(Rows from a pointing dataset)
======

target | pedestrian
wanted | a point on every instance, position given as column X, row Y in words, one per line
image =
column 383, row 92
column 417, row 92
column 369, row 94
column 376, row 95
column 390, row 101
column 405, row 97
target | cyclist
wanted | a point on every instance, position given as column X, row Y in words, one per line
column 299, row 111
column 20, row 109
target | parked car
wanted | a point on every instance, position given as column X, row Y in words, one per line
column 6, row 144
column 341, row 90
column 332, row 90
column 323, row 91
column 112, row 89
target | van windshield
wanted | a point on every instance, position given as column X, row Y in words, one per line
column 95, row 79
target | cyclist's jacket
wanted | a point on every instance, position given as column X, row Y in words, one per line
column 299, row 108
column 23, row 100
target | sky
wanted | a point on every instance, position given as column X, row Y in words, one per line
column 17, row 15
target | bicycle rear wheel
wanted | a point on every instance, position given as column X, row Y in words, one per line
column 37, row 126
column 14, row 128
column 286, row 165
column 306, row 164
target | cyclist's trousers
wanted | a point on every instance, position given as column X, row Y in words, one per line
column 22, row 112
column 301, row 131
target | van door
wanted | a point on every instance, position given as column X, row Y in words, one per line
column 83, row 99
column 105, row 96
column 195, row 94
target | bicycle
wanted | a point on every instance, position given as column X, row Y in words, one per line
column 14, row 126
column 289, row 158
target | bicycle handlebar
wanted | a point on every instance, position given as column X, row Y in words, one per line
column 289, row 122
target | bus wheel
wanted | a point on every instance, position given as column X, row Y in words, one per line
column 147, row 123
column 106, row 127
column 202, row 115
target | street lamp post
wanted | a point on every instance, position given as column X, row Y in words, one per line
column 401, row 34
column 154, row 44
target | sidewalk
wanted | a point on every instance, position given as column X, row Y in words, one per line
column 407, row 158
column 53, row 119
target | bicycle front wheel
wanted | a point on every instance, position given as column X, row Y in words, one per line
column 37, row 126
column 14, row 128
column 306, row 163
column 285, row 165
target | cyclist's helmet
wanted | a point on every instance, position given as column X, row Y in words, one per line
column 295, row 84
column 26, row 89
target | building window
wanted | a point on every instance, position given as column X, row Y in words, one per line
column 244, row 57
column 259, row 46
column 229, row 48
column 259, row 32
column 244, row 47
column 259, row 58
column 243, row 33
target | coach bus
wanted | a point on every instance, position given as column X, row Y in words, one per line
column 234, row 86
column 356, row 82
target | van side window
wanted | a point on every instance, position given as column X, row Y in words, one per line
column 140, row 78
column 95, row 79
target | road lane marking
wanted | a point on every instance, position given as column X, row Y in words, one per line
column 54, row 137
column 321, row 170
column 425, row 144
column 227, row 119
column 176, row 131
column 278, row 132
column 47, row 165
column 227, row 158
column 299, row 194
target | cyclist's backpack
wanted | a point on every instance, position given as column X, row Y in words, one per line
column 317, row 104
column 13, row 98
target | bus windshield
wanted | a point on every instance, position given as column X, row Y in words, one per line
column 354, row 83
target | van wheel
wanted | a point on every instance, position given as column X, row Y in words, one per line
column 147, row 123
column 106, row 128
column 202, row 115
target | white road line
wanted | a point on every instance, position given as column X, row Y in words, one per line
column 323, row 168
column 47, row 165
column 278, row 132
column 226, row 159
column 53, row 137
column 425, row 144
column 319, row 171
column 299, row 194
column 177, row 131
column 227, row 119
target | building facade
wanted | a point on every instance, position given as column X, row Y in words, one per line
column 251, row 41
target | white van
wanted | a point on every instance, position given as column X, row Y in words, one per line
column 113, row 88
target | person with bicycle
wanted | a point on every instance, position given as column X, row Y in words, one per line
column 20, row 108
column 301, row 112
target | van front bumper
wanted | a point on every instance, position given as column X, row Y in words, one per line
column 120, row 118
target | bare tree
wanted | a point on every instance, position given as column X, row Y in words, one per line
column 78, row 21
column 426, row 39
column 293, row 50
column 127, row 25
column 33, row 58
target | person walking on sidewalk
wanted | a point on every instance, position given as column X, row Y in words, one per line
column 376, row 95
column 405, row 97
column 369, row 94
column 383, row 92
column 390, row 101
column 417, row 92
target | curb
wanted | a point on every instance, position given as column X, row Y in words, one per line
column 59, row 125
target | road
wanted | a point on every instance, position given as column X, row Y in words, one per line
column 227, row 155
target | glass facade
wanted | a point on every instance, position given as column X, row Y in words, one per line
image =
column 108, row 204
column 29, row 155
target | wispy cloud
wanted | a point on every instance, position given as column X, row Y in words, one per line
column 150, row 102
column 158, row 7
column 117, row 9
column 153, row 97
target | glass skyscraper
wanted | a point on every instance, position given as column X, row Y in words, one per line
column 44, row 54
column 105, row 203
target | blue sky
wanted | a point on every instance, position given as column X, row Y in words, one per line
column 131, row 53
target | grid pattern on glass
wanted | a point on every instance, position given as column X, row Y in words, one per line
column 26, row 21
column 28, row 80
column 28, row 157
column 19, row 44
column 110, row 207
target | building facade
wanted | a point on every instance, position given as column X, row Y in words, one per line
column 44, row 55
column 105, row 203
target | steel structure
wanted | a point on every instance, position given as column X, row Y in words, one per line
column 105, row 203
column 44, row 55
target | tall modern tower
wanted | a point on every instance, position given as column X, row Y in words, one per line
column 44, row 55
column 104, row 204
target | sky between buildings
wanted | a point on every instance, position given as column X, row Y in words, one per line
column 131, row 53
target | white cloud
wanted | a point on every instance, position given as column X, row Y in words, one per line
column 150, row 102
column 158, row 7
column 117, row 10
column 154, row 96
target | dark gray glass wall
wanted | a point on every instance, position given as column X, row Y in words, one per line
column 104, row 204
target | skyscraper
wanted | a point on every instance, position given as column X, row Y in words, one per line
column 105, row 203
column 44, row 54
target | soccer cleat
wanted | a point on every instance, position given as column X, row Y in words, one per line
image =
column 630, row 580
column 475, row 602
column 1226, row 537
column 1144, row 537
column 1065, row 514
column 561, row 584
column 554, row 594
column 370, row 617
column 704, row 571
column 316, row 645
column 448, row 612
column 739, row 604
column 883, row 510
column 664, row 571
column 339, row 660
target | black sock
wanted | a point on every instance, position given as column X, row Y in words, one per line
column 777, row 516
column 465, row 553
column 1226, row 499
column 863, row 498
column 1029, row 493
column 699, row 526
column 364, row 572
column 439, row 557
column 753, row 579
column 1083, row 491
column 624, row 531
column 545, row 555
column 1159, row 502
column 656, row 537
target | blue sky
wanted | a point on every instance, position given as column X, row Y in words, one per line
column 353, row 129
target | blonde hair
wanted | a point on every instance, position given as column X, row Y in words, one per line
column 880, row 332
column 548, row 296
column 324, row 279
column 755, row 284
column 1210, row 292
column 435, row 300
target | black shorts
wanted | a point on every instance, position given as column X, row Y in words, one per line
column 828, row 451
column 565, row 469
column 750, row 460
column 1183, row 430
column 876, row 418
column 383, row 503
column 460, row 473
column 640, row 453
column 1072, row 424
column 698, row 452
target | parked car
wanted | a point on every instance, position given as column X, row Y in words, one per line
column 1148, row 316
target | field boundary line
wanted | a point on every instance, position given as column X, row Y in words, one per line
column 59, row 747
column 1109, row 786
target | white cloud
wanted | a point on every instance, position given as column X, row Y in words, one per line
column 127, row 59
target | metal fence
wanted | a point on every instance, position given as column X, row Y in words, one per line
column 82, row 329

======

**WHAT IS REQUIRED**. Copy out the lines above word for word, starting at the line that contains "target | dark gray glass wall" and ending at the line that contains "column 435, row 300", both included.

**THE RESPONSE**.
target | dark gray glass wall
wanted | a point on every instance, position given as column X, row Y in words, one per line
column 104, row 204
target | skyscraper
wanted | a point on every instance, position given as column X, row Y in words, one per line
column 105, row 203
column 44, row 54
target | soccer cleat
wanted | a point on every instance, position given as column X, row Y in words, one per line
image =
column 630, row 580
column 475, row 602
column 1226, row 537
column 1144, row 537
column 1065, row 514
column 561, row 584
column 554, row 594
column 370, row 617
column 704, row 571
column 316, row 645
column 448, row 612
column 739, row 604
column 883, row 510
column 664, row 571
column 339, row 660
target | black sock
wanted | a point on every instance, position given as column X, row Y in words, one per line
column 777, row 516
column 465, row 553
column 1226, row 499
column 863, row 498
column 1029, row 493
column 699, row 526
column 364, row 572
column 439, row 557
column 753, row 579
column 1083, row 491
column 624, row 531
column 545, row 555
column 1159, row 502
column 656, row 537
target | blue sky
wanted | a point on every instance, position given as column X, row Y in words, one per line
column 353, row 129
target | blonde hair
wanted | a point on every instance, position given as column X, row Y in words, one per line
column 880, row 332
column 548, row 296
column 324, row 279
column 755, row 284
column 1210, row 292
column 435, row 300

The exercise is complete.